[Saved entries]
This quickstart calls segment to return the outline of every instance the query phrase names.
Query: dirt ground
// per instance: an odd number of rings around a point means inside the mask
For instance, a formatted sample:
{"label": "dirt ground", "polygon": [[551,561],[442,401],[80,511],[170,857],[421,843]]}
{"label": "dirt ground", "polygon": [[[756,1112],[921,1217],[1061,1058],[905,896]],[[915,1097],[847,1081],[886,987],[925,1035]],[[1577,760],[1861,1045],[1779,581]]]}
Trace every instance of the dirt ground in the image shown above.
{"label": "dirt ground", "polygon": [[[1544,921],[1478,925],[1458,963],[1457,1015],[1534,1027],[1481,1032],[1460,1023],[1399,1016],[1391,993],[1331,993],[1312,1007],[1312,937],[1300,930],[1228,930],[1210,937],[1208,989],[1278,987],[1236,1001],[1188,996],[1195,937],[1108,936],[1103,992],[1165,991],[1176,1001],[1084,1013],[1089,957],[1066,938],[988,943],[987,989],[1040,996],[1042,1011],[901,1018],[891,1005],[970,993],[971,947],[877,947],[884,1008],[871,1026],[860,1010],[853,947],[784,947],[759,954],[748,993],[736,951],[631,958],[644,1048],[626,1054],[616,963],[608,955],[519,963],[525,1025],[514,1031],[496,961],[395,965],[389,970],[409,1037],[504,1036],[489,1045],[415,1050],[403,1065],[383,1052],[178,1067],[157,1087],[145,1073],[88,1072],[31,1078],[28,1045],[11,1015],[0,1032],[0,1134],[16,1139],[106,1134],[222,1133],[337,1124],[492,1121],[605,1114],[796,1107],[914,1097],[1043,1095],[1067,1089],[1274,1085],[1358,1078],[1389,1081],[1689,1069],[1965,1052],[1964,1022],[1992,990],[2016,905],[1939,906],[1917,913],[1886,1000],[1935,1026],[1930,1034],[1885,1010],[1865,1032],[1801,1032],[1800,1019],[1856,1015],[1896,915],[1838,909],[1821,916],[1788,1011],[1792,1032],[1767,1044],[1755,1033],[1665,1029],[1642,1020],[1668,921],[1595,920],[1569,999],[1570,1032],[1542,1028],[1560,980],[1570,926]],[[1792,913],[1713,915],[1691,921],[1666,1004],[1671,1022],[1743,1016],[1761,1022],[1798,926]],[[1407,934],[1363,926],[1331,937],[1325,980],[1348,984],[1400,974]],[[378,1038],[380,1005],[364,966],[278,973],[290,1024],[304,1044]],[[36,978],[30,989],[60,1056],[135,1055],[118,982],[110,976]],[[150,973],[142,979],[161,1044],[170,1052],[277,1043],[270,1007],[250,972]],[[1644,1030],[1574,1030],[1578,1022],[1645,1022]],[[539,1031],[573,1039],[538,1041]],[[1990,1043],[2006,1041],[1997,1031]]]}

## Work order
Could you return all the data above exactly as it appears?

## The completed task
This quickstart calls segment to return the outline of every instance the query phrase names.
Query: dirt ground
// per instance: an odd number of rings around a point means inside the mask
For instance, a formatted sample:
{"label": "dirt ground", "polygon": [[551,561],[442,401],[80,511],[170,857],[421,843]]}
{"label": "dirt ground", "polygon": [[[756,1112],[921,1217],[1061,1058],[905,896]],[[915,1097],[847,1081],[886,987],[925,1035]],[[1577,760],[1861,1045],[1779,581]]]}
Trace every instance of the dirt ground in the image shown above.
{"label": "dirt ground", "polygon": [[[1544,921],[1478,925],[1458,963],[1457,1015],[1534,1027],[1481,1032],[1460,1023],[1399,1016],[1391,993],[1331,993],[1312,1007],[1312,937],[1300,930],[1228,930],[1210,937],[1208,989],[1278,987],[1236,1001],[1188,996],[1195,937],[1108,936],[1103,992],[1165,991],[1176,1001],[1084,1013],[1089,957],[1066,938],[988,943],[987,989],[1040,996],[1042,1011],[901,1018],[891,1005],[970,993],[971,947],[877,947],[884,1008],[871,1026],[860,1010],[853,947],[784,947],[759,954],[748,993],[736,951],[631,958],[644,1048],[626,1054],[616,963],[608,955],[519,963],[525,1025],[514,1031],[496,961],[395,965],[389,970],[409,1037],[504,1036],[489,1045],[415,1050],[403,1065],[383,1052],[178,1067],[157,1087],[145,1073],[88,1072],[31,1078],[28,1045],[11,1015],[0,1032],[0,1134],[16,1139],[106,1134],[222,1133],[337,1124],[492,1121],[605,1114],[796,1107],[914,1097],[1043,1095],[1067,1089],[1274,1085],[1358,1078],[1389,1081],[1689,1069],[1965,1052],[1964,1022],[1992,990],[2016,905],[1939,906],[1917,913],[1886,1000],[1935,1026],[1930,1034],[1885,1010],[1865,1032],[1801,1032],[1800,1019],[1856,1015],[1896,915],[1838,909],[1821,916],[1788,1011],[1792,1032],[1767,1044],[1755,1033],[1665,1029],[1642,1020],[1668,921],[1595,920],[1569,999],[1570,1032],[1542,1028],[1560,980],[1570,926]],[[1792,913],[1713,915],[1691,921],[1666,1004],[1671,1022],[1743,1016],[1761,1022],[1798,926]],[[1407,934],[1363,926],[1331,937],[1325,980],[1348,984],[1400,974]],[[378,1038],[380,1005],[364,966],[278,973],[290,1024],[304,1044]],[[36,978],[30,989],[60,1056],[135,1055],[118,982],[110,976]],[[150,973],[142,979],[161,1044],[170,1052],[277,1043],[270,1007],[250,972]],[[1644,1030],[1574,1030],[1578,1022],[1645,1022]],[[539,1031],[573,1039],[538,1041]],[[1990,1043],[2006,1041],[1997,1031]]]}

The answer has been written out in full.